▶ _The task_
Print all the data below exactly, without images.

[Opening Data provided section]

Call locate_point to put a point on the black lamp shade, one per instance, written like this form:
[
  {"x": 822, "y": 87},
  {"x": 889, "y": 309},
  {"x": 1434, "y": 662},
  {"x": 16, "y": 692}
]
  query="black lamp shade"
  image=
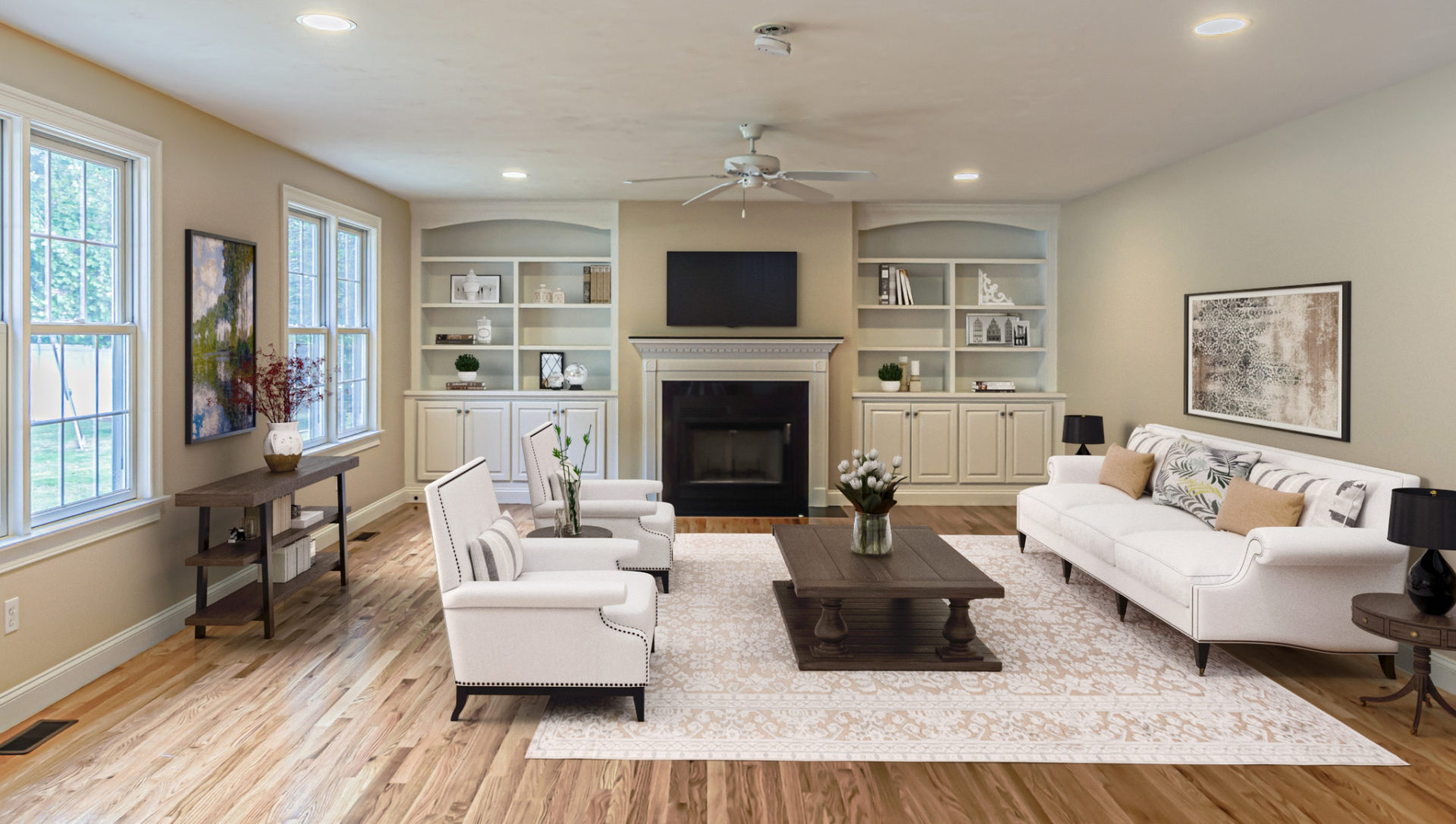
[
  {"x": 1423, "y": 517},
  {"x": 1082, "y": 430}
]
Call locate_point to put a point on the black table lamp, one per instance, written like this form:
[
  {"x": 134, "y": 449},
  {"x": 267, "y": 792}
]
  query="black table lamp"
[
  {"x": 1427, "y": 517},
  {"x": 1082, "y": 430}
]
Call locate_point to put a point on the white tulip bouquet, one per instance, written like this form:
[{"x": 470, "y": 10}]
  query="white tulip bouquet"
[{"x": 868, "y": 482}]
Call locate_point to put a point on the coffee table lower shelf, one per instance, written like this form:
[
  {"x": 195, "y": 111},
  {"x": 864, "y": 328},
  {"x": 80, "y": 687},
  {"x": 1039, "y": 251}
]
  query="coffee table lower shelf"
[{"x": 884, "y": 634}]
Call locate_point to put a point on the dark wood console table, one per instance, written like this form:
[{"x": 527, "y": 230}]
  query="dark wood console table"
[{"x": 259, "y": 488}]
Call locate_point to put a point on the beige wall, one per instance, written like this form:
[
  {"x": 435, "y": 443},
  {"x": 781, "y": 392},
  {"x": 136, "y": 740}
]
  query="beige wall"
[
  {"x": 821, "y": 233},
  {"x": 221, "y": 180},
  {"x": 1365, "y": 191}
]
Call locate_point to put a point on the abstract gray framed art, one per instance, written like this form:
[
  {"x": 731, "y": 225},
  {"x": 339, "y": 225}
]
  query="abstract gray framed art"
[{"x": 1270, "y": 357}]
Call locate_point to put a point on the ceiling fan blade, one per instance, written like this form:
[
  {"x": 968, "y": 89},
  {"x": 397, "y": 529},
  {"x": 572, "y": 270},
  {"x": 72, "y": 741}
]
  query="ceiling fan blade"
[
  {"x": 800, "y": 190},
  {"x": 712, "y": 193},
  {"x": 682, "y": 178},
  {"x": 864, "y": 177}
]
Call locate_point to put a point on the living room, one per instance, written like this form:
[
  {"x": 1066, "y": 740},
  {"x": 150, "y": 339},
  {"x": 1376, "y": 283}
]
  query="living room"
[{"x": 1190, "y": 239}]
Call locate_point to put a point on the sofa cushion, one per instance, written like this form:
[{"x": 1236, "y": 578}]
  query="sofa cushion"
[
  {"x": 1046, "y": 504},
  {"x": 1097, "y": 528},
  {"x": 638, "y": 612},
  {"x": 1174, "y": 562}
]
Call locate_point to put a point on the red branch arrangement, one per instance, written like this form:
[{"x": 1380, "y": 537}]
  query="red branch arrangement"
[{"x": 286, "y": 384}]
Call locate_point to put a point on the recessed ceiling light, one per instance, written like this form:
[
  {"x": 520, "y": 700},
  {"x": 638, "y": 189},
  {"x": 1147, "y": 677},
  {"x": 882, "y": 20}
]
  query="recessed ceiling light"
[
  {"x": 1216, "y": 27},
  {"x": 321, "y": 22}
]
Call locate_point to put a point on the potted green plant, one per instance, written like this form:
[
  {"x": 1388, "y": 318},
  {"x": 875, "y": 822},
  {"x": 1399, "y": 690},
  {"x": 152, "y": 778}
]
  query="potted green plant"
[
  {"x": 870, "y": 485},
  {"x": 890, "y": 378},
  {"x": 466, "y": 366}
]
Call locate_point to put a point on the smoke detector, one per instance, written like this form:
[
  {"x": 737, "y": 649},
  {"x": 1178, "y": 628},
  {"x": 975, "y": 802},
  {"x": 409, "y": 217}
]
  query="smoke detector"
[{"x": 770, "y": 38}]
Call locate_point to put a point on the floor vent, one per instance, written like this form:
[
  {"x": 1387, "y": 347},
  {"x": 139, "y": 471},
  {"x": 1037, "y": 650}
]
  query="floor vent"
[{"x": 33, "y": 737}]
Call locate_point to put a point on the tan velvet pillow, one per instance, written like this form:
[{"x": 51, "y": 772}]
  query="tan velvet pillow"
[
  {"x": 1248, "y": 507},
  {"x": 1128, "y": 471}
]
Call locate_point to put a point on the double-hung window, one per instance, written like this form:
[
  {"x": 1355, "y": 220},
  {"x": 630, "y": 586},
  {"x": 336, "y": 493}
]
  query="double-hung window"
[{"x": 332, "y": 271}]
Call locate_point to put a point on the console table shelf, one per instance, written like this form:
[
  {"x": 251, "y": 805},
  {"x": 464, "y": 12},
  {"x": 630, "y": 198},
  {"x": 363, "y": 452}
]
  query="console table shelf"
[{"x": 259, "y": 488}]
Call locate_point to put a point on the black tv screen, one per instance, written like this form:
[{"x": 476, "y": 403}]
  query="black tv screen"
[{"x": 733, "y": 289}]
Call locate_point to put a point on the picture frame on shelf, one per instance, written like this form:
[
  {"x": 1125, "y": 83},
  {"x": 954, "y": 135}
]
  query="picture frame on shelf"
[{"x": 490, "y": 289}]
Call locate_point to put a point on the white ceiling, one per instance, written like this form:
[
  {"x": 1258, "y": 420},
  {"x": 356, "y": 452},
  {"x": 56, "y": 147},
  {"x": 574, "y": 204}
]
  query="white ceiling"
[{"x": 1049, "y": 99}]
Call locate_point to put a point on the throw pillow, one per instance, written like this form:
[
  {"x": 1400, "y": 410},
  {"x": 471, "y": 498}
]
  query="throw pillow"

[Closing Data provided section]

▶ _Solution to this problem_
Call locate_point to put a point on the black lamp shade, one per instance, written like this form:
[
  {"x": 822, "y": 87},
  {"x": 889, "y": 309},
  {"x": 1434, "y": 662},
  {"x": 16, "y": 692}
]
  query="black lamp shade"
  image=
[
  {"x": 1423, "y": 517},
  {"x": 1082, "y": 430}
]
Call locate_point to put a point on the black table lamp, one per instance, written like this form:
[
  {"x": 134, "y": 449},
  {"x": 267, "y": 792}
]
  query="black table lamp"
[
  {"x": 1427, "y": 517},
  {"x": 1082, "y": 430}
]
Call locate_point to put a point on the white tulip bouquet, one per instance, written like this form:
[{"x": 470, "y": 10}]
  query="white tulip bouquet"
[{"x": 868, "y": 482}]
Call locate_point to put a point on the coffee table lower shelf, one per instance, written like this form:
[
  {"x": 195, "y": 111},
  {"x": 864, "y": 328},
  {"x": 80, "y": 687},
  {"x": 1039, "y": 251}
]
  query="coffee table lower shelf"
[{"x": 884, "y": 634}]
Call locate_point to put a point on the dark wood console table, one per instance, written like this form:
[{"x": 527, "y": 230}]
  query="dark wood console table"
[{"x": 259, "y": 488}]
Call locate_point to put a point on the beige wall, one per instance, written like this form:
[
  {"x": 435, "y": 443},
  {"x": 781, "y": 392},
  {"x": 136, "y": 740}
]
  query="beige wall"
[
  {"x": 821, "y": 233},
  {"x": 221, "y": 180},
  {"x": 1365, "y": 191}
]
Call locate_point to put a point on the abstract gray framed art, one per instance, written like this form:
[
  {"x": 731, "y": 225},
  {"x": 339, "y": 225}
]
  query="abstract gray framed art"
[{"x": 1270, "y": 357}]
Call locate_point to put a point on the ceiling fan blade, one per instance, written like this form:
[
  {"x": 968, "y": 89},
  {"x": 397, "y": 529},
  {"x": 572, "y": 270},
  {"x": 72, "y": 741}
]
  query="ceiling fan blade"
[
  {"x": 800, "y": 190},
  {"x": 712, "y": 193},
  {"x": 682, "y": 178},
  {"x": 864, "y": 177}
]
Call locate_point to put a point on the living room, one per instance, written like this form:
[
  {"x": 1066, "y": 740},
  {"x": 150, "y": 339},
  {"x": 1376, "y": 283}
]
  query="living room"
[{"x": 1190, "y": 239}]
Call locate_point to put a point on the sofa cushion, one per instance, written like this form:
[{"x": 1236, "y": 578}]
  query="sofa cushion"
[
  {"x": 1046, "y": 504},
  {"x": 1097, "y": 528},
  {"x": 638, "y": 612},
  {"x": 1174, "y": 562}
]
Call locate_point to put a point on the red branch arrangement, one per instance, written like this form:
[{"x": 1380, "y": 537}]
  query="red branch arrangement"
[{"x": 286, "y": 384}]
Call locate_point to put a point on the recessed ceiling light, one per instance, written like this form:
[
  {"x": 520, "y": 700},
  {"x": 638, "y": 189},
  {"x": 1147, "y": 677},
  {"x": 882, "y": 20}
]
  query="recessed ceiling light"
[
  {"x": 1216, "y": 27},
  {"x": 321, "y": 22}
]
Call locate_point to put a point on the potted green plant, one per instance, written like this form:
[
  {"x": 1388, "y": 318},
  {"x": 875, "y": 822},
  {"x": 1399, "y": 690},
  {"x": 152, "y": 778}
]
  query="potted green plant"
[
  {"x": 870, "y": 485},
  {"x": 890, "y": 378},
  {"x": 466, "y": 366}
]
Call locate_point to put a point on the smoke detector, one per instance, written like this form:
[
  {"x": 737, "y": 649},
  {"x": 1178, "y": 628},
  {"x": 975, "y": 802},
  {"x": 409, "y": 217}
]
  query="smoke detector"
[{"x": 770, "y": 38}]
Call locate_point to put a point on the floor vent, one per instance, written like this form:
[
  {"x": 1387, "y": 347},
  {"x": 139, "y": 471},
  {"x": 1037, "y": 650}
]
  query="floor vent"
[{"x": 33, "y": 737}]
Call locate_point to put a point on the tan velvet pillow, one per instance, written like this form:
[{"x": 51, "y": 772}]
  query="tan velvet pillow"
[
  {"x": 1248, "y": 507},
  {"x": 1128, "y": 471}
]
Call locate_point to put a point on the double-hung window, one per instance, written like this form:
[
  {"x": 1355, "y": 220},
  {"x": 630, "y": 586},
  {"x": 336, "y": 493}
]
  query="double-hung window"
[{"x": 332, "y": 271}]
Call locate_point to put a point on the console table shelf, one per instance, written like this form:
[
  {"x": 251, "y": 805},
  {"x": 464, "y": 12},
  {"x": 630, "y": 198},
  {"x": 363, "y": 452}
]
  query="console table shelf"
[{"x": 259, "y": 488}]
Call locate_point to put a point on the black tv screen, one per instance, written like this form:
[{"x": 476, "y": 403}]
  query="black tv screen"
[{"x": 733, "y": 289}]
Call locate_point to put a point on the picture frame on shelf, one per instance, written like this form:
[
  {"x": 1125, "y": 83},
  {"x": 954, "y": 135}
]
  query="picture frame on shelf"
[{"x": 490, "y": 289}]
Call locate_point to put a point on the white ceiling, one per instance, written like this form:
[
  {"x": 1258, "y": 420},
  {"x": 356, "y": 452},
  {"x": 56, "y": 147},
  {"x": 574, "y": 204}
]
  query="white ceiling"
[{"x": 1049, "y": 99}]
Call locate_point to put a point on the throw pillow, one per instance, written like this form:
[
  {"x": 1400, "y": 410},
  {"x": 471, "y": 498}
]
  query="throw pillow"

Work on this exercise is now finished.